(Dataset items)

##########

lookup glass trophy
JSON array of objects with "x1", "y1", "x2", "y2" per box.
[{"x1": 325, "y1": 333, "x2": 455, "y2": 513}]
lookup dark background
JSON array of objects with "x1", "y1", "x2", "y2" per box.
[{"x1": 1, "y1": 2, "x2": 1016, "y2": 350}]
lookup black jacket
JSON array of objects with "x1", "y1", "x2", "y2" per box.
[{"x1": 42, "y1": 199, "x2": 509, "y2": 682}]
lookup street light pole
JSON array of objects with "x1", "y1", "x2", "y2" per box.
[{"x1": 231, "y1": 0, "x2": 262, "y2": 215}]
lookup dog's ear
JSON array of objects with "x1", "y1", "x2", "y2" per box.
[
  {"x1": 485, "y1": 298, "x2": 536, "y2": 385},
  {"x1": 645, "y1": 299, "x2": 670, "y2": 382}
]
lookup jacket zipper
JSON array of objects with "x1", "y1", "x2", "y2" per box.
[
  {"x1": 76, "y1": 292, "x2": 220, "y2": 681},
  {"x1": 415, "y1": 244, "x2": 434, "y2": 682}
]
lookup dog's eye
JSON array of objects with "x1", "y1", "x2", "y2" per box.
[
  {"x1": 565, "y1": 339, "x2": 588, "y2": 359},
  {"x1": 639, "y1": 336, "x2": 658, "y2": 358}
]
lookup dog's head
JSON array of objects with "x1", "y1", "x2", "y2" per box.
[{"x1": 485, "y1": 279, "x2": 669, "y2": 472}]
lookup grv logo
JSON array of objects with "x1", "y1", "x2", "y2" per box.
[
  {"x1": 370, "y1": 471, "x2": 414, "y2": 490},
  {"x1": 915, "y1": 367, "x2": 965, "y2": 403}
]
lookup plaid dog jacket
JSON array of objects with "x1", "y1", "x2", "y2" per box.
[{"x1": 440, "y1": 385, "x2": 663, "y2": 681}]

##########

All of the entries should be written out again exactly.

* _PROBLEM SOLUTION_
lookup glass trophy
JSON array of objects with "x1", "y1", "x2", "y2" per box.
[{"x1": 325, "y1": 333, "x2": 455, "y2": 513}]
lookup dark background
JSON array of objects with "x1", "y1", "x2", "y2" per box.
[{"x1": 1, "y1": 2, "x2": 1016, "y2": 350}]
lookup black jacket
JSON array of objects with "x1", "y1", "x2", "y2" per box.
[{"x1": 42, "y1": 199, "x2": 509, "y2": 682}]
lookup street light pole
JSON array of objects with "x1", "y1", "x2", "y2" per box.
[{"x1": 231, "y1": 0, "x2": 262, "y2": 215}]
lookup dog's ear
JSON array of objects with "x1", "y1", "x2", "y2" per box.
[
  {"x1": 485, "y1": 298, "x2": 536, "y2": 385},
  {"x1": 645, "y1": 299, "x2": 670, "y2": 382}
]
lookup jacket zipper
JSON array of objects with "x1", "y1", "x2", "y2" per box.
[
  {"x1": 76, "y1": 292, "x2": 220, "y2": 681},
  {"x1": 415, "y1": 244, "x2": 434, "y2": 682}
]
lookup dog's eye
JSON array of objects with "x1", "y1", "x2", "y2" per box.
[
  {"x1": 565, "y1": 339, "x2": 588, "y2": 359},
  {"x1": 639, "y1": 336, "x2": 658, "y2": 358}
]
lookup dog's head
JSON array of objects with "x1", "y1", "x2", "y2" per box.
[{"x1": 485, "y1": 279, "x2": 669, "y2": 472}]
lookup grv logo
JSON array of objects with "x1", "y1", "x2", "y2" per box.
[
  {"x1": 370, "y1": 471, "x2": 414, "y2": 490},
  {"x1": 915, "y1": 367, "x2": 965, "y2": 403}
]
lookup plaid dog jacket
JSON array of objects with "x1", "y1", "x2", "y2" per box.
[{"x1": 440, "y1": 385, "x2": 663, "y2": 681}]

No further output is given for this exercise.